» Exercise text
****************************************

We can start off by looking at immediate co-authorship connections. I was surprised at how few current UCSF co-authors most users have. The flip side of co-authoring widely outside of one’s institution is that there are fewer internal co-authors:
What does a typical UCSF publication look like, in terms of the number of internal co-authors vs. the number of external co-authoring institutions? Here’s a breakdown among dentistry-related publications by UCSF researchers published in 2013. (This is the same analysis as yesterday, but looking at the number of external institutions, vs. the number of external people.)
Again, I was surprised to see so many co-authorships between a single UCSF researcher and one or researchers from one or more external institutions (the very top row of results), which accounts for 52% of the papers we looked at.

****************************************

» Data section
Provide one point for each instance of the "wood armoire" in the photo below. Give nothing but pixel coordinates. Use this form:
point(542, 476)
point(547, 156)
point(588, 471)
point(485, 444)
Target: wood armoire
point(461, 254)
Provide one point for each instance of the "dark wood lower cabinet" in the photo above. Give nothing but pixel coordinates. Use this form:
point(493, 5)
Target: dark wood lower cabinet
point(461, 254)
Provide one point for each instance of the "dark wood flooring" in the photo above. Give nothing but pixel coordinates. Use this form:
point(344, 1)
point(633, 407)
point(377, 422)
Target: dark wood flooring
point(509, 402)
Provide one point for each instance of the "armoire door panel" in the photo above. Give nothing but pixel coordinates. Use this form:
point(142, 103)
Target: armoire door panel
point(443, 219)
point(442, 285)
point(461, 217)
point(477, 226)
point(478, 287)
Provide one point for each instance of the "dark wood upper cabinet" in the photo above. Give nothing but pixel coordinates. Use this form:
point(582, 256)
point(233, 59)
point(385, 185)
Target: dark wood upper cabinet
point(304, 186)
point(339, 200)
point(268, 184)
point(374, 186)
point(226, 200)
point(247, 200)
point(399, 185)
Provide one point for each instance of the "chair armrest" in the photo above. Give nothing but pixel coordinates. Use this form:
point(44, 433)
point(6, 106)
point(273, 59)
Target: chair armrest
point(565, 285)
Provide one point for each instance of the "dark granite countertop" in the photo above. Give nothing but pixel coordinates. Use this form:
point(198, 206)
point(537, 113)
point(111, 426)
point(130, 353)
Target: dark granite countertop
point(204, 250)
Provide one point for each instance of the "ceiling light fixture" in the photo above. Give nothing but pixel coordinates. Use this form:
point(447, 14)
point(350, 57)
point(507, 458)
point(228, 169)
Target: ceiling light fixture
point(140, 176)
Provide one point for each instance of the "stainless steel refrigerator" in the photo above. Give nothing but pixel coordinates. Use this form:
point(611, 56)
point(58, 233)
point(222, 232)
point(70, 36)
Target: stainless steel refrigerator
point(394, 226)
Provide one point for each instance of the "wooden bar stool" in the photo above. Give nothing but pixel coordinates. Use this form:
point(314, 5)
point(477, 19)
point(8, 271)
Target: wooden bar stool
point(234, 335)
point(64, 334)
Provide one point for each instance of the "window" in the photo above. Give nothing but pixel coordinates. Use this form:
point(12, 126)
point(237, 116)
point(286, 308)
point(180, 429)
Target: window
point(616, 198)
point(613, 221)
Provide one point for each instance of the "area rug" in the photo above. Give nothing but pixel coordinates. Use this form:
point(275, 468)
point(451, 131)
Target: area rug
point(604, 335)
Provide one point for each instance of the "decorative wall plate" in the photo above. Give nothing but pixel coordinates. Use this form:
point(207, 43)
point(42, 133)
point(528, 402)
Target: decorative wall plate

****************************************

» What the exercise asks
Copy out the passage above on UCSF co-authorship in full, word for word.

» Solved exercise
We can start off by looking at immediate co-authorship connections. I was surprised at how few current UCSF co-authors most users have. The flip side of co-authoring widely outside of one’s institution is that there are fewer internal co-authors:
What does a typical UCSF publication look like, in terms of the number of internal co-authors vs. the number of external co-authoring institutions? Here’s a breakdown among dentistry-related publications by UCSF researchers published in 2013. (This is the same analysis as yesterday, but looking at the number of external institutions, vs. the number of external people.)
Again, I was surprised to see so many co-authorships between a single UCSF researcher and one or researchers from one or more external institutions (the very top row of results), which accounts for 52% of the papers we looked at.